**TEXT SECTION:**

BEGIN

State Leadership Conference

With 2003 state budget deficits in excess of $60 billion, and even larger deficits expected for 2004, state governments are making deep cuts. One area where the lack of funding could hit especially hard is serious mental illness (SMI), according to Richard H. Hunter, PhD, chair-elect of the Committee for the Advancement of Professional Practice (CAPP) Task Force on Serious Mental Illness and a panelist at "Current initiatives in serious mental illness: the landscape for state psychological associations" at the March State Leadership Conference.

In fact, said Hunter, with money for those with SMI in peril, the role of psychology in their treatment could be in question. Because of budget cuts, seriously mentally ill patients are getting inadequate care.

Hunter added that even the psychologists who are working in public systems could be in danger of being downsized. "In many cases, psychologists are seen as expensive social workers and are being eliminated," he said.

But Hunter doesn't blame insufficient care solely on a lack of resources. "We are not looking at behaviors, coping strategies or environmental factors of people with serious mental illness," he said. "The belief is that if we successfully medicate them, their behaviors will fade away. We're keeping people in chemical restraints. Even psychologists are buying into chemical solutions for everything." Psychology can offer much more in terms of psychological rehabilitation methods that can lead to recovery for people with SMI, Hunter said. Psychology can provide other interventions and can play an important role in the management of medications. And, noted the speakers, psychologists can work in conjunction with physicians for people with SMI.

To respond to the needs of the seriously mentally ill, Hunter and the CAPP task force are working on several projects to improve services and enhance the roles of psychologists in treatment, including:

  • Developing training modules for use in continuing-education programs.

  • Working with legislative bodies and regulatory agencies to reduce the use of restraint and seclusion in psychiatric settings by implementing psychological and behavioral interventions.

  • Developing a proficiency petition on assessment and treatment of SMI.

  • Providing links with the National Alliance for the Mentally Ill (NAMI) national and local chapters.

Speaker Richard Birkel, PhD, a psychologist and executive director of NAMI, agreed that state NAMI chapters--there are 52 state organizations and 1,068 affiliates, he noted--and state psychological associations should work together to improve care for people with SMI. Noting the great need for mental health services for the approximately 10 million adults and 5 million children with SMI, Birkel said, "The opportunities to work together are tremendous. State NAMI leaders need to know about effective psychological interventions and psychologists need to be advocates for the field."

END

[Extracted records]
BEGIN

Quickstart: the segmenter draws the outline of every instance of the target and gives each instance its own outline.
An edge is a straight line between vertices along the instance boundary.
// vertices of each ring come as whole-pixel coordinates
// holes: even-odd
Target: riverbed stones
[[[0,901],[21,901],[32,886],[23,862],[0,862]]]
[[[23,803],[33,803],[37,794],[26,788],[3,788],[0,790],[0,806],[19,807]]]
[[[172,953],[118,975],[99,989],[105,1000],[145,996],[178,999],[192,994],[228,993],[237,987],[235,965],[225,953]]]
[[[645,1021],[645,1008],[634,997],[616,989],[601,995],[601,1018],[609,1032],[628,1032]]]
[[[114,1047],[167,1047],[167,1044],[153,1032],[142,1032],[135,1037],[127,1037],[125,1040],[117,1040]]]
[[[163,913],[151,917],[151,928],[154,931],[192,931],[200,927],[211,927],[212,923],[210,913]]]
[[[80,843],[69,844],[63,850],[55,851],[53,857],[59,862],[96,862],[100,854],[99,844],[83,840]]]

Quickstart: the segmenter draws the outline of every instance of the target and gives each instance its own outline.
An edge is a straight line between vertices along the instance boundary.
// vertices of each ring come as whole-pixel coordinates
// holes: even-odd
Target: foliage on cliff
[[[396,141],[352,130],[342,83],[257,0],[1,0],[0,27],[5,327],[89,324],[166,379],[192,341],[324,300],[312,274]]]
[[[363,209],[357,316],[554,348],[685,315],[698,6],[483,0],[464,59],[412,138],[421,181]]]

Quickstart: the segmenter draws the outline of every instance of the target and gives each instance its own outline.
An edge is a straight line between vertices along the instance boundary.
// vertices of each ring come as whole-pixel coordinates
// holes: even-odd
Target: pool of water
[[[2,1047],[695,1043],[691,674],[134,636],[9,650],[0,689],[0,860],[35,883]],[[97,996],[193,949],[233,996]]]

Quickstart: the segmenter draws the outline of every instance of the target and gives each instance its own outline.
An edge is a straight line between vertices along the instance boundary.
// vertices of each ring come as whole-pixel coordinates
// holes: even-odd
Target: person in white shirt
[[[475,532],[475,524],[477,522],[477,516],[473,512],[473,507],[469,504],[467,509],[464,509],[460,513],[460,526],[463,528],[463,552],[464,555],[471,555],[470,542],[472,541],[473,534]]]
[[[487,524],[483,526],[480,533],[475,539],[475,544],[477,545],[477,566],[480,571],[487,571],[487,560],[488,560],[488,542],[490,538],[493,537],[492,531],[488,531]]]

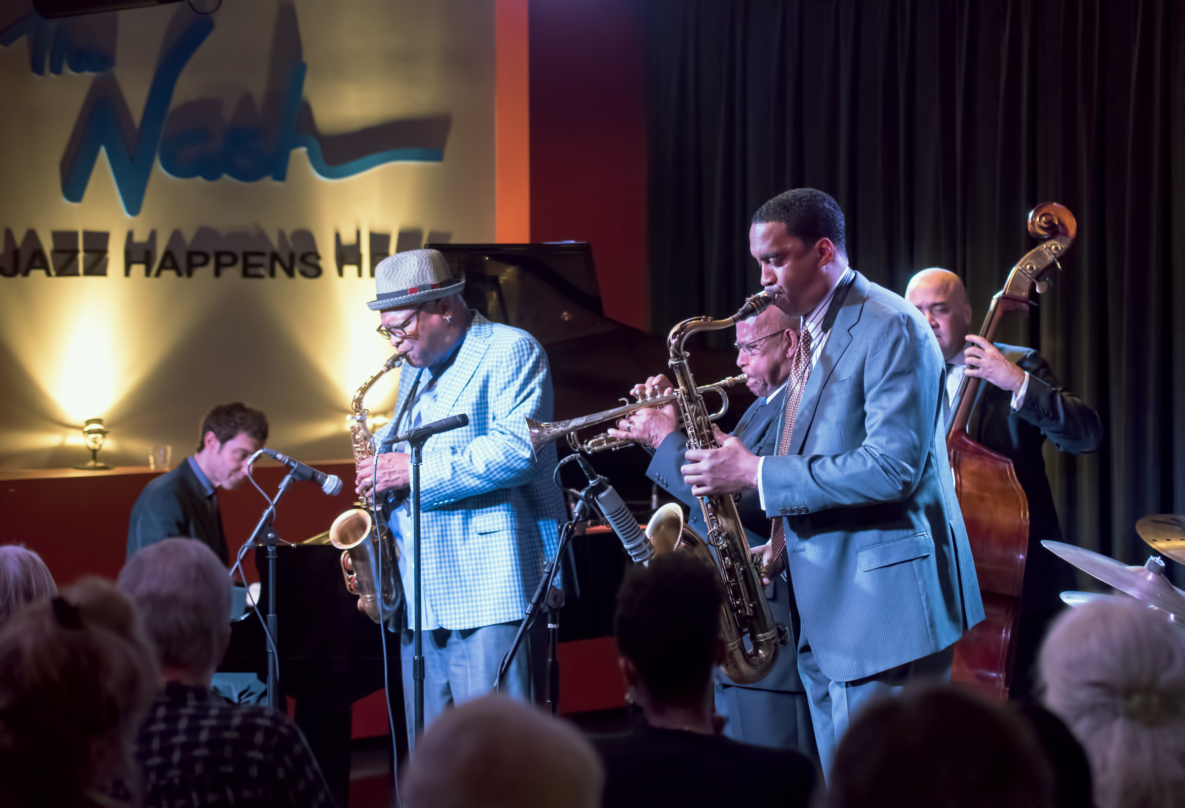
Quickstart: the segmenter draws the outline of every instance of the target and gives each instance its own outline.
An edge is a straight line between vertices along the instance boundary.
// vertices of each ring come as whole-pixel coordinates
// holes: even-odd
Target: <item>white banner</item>
[[[0,121],[0,468],[83,462],[87,418],[175,464],[232,400],[344,458],[373,264],[494,238],[494,0],[7,2]]]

END

**THINGS TO DO:**
1. Translate this sentence from the article on serious mental illness into Spanish: "Because of budget cuts, seriously mentally ill patients are getting inadequate care."
2. In the article on serious mental illness, how many state organizations does Birkel say NAMI has?

**RESPONSES BY ITEM NUMBER:**
1. Debido a los recortes presupuestarios, los pacientes con enfermedades mentales graves están recibiendo una atención inadecuada.

2. 52 state organizations.